Today, however, instead of being in such a state, I was quite simply in no-mans land. I wasn't already dreaming and had become aware of myself - I was in a vacuous state where there was nothing but me, and my brain, and the fact that I was conscious of being asleep. So, as I knew I had time to kill before I awoke, I started to think of things I could dream about. Something exciting, something scary maybe. But instead, as I was thinking about these choices, I became aware of the 'The Conversation' piece, and that the participants who had been studied had used pre-agreed upon, coded eye movements to signal to researchers that they were in a lucid state, and the researchers would be able to recognise that and begin their investigations into their brain waves, and activity. So I began moving my left eye, to the right, twice in quick succession and I did this a number of times (3 or 4). Then I became aware that I wasn't being recorded so I asked myself why was I bothering?
This shows that physiologically I have some control, although I would limit it to my eyes - suggesting it's already in a wave of Rapid Eye Movement (REM) sleep? It also shows that I knew when and where I was sleeping to call off my efforts. I knew I was not in a lab or in an MRI machine. And in what condition I had fallen asleep in (not being researched, at home, comfortable). Which, perhaps, is my consciousness drawing upon the last memory I'd had before I'd fallen asleep (where I was, etc.). However, there's nothing to suggest I couldn't have been moved in this period between falling asleep and now. So how did I know? All I can say is that I knew, and I knew no one else was in my bedroom with me (feeling of a presence, or sound/movement), or that I was under investigation. Which I find fascinating. It's as if I was so 'conscious' I was just laying on my bed, daydreaming and not asleep at all.
There's also a huge sense of freedom in this state, not only in mental exploration but in the sense that you feel you can think of many, many things (sometimes even 'whatever' you want), but also I don't feel 'disabled' by sleep, or 'paralysed' as you do when you're dreaming normally (as I also do). But I feel as though I could move my limbs, walk around - I feel conscious.
Another interesting thing was the emotions I was feeling. They were more childlike, even though I had access to my faculties (memory, forward planning - prefrontal cortex functions), they felt more about 'base pleasures'. I'd asked myself for a dream that was 'exciting', 'frightful', 'entertaining'. When I became aware I wasn't being researched I became like a 'spoilt brat' (because I wanted it to be recorded), and my subsequent dream that I chose to have turned into one of 'fear' and 'excitement'. Perhaps the limbic system, amygdala and hippocampus - white matter/mid-brain - are playing a larger part here (memory, emotion (fight/flight), physiological response (which I'll mention later)). These are also areas of the brain close to the thalamus which has been strongly linked to consciousness ('brain stem' > 'mid brain' > 'thalamus').

§ **EXTRACTED INFORMATION**
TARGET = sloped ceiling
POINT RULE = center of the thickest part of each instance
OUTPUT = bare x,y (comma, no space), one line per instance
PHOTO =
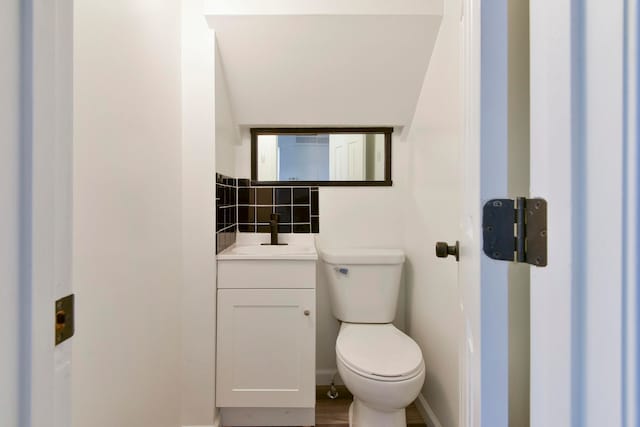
286,66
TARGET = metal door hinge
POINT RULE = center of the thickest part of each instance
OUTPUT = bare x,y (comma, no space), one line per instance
516,230
64,319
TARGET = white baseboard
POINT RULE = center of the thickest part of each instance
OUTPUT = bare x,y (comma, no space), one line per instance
217,422
427,413
324,377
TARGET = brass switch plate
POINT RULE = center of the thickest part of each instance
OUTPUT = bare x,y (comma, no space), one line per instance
64,324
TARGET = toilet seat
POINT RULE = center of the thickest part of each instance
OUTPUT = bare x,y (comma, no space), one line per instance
378,351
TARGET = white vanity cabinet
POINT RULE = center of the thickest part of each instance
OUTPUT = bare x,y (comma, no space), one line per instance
266,333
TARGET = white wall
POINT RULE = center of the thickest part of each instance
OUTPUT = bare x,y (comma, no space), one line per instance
432,214
227,134
10,208
127,213
198,217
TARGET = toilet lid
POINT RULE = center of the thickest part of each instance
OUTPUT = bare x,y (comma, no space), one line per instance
381,350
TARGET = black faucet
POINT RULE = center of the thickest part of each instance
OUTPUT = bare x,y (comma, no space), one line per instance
273,225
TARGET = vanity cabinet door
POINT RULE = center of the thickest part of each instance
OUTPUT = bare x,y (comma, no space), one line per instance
266,348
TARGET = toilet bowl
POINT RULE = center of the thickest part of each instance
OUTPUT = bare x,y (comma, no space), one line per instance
383,369
379,364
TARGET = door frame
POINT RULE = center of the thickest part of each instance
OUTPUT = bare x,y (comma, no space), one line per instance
46,207
483,282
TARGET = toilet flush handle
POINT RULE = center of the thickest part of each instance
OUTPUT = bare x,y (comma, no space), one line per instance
443,250
342,270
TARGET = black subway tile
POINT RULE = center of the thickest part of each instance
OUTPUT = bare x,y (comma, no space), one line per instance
284,228
263,213
301,214
285,213
301,196
264,196
247,228
283,196
301,228
246,196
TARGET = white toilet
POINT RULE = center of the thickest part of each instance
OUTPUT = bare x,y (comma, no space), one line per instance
379,364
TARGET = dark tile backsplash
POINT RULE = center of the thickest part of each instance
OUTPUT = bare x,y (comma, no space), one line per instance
247,209
227,211
298,208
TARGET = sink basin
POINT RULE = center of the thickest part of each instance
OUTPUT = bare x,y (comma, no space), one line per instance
264,252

§ **WHAT IS EXPECTED**
Go on with the lucid dreaming account, starting after the sentence that ends "('brain stem' > 'mid brain' > 'thalamus')." The material plays no part in what is asked here.

§ **ANSWER TO THE EXERCISE**
Once this period of realising I wasn't being researched was over I decided to have a dream because I wasn't going to be waking up yet and you can't just sit there twiddling your thumbs. At this juncture something interesting happened which I can't decide upon. Either my Obstructive Sleep Apnoea (OSA) became active (my airway becomes obstructed and my oxygen decreases triggering tachycardia (fast heart rate) and a 'fight or flight' type response to wake me up as the brain becomes aware of the diminishing oxygen), or I simply was continuing to look for emotional stimulation. Because as soon as my dream started, and I gained the context of the situation, it turned into a disaster situation - but one that was both fun and exciting. Basically, my friend is currently on holiday and I decided that the reality was that she'd asked me to flat-sit for the week. But the flat looked distinctly like a apartment I'd stayed in recently, in Norway via AirBnB. So here I'd filled the gaps of what her flat looked like, because it wasn't reality that she'd asked me to do this and I've never been her flat before. So it unravels that I'm not supposed to be in the flat at all! I'm in her house, using her belonging and there's baked beans on the stove, her bed is messy and I've got the TV on loud. Her neighbours could hear me, she could be back any minute, or her parents could be to check on the flat. Panic mode. I start frantically clearing up and all around appear signs (which I think I was placing there to encourage me to hurry up) that she would be back TODAY, from her holiday), and it seems to take a really long time.
After clearing up the flat and realising I was going to escape 'just in time' (as I always make sure I do - it's about the buzz, not actually wanting to get caught) I decided that I'd had enough and I wanted to wake up now. So almost as if I was violently, mentally shaking myself, I pushed myself into full consciousness. I wanted it to all be over, like when you're lucid dreaming in a nightmare, so I made it so. Whether I'm fully in control of this or I just understand that my sleep apnoea is going to be waking me up soon, is up for debate.
What was obvious to me when I awoke was that I'd had an adrenaline rush. An unmistakeable feeling of being 'wired'. This could be that the body had responded to the perceived imaginary threat in the normal physiological way, or that I had been having an episode of my airway becoming obstructed which would trigger the same feeling. However, in the past, with the latter, I wake up feeling not 'elated' by my experience but concerned. This was a happy rush, not a 'danger-your-vital-source-of-oxygen-is-in-decline' rush. Nor was I tachycardic.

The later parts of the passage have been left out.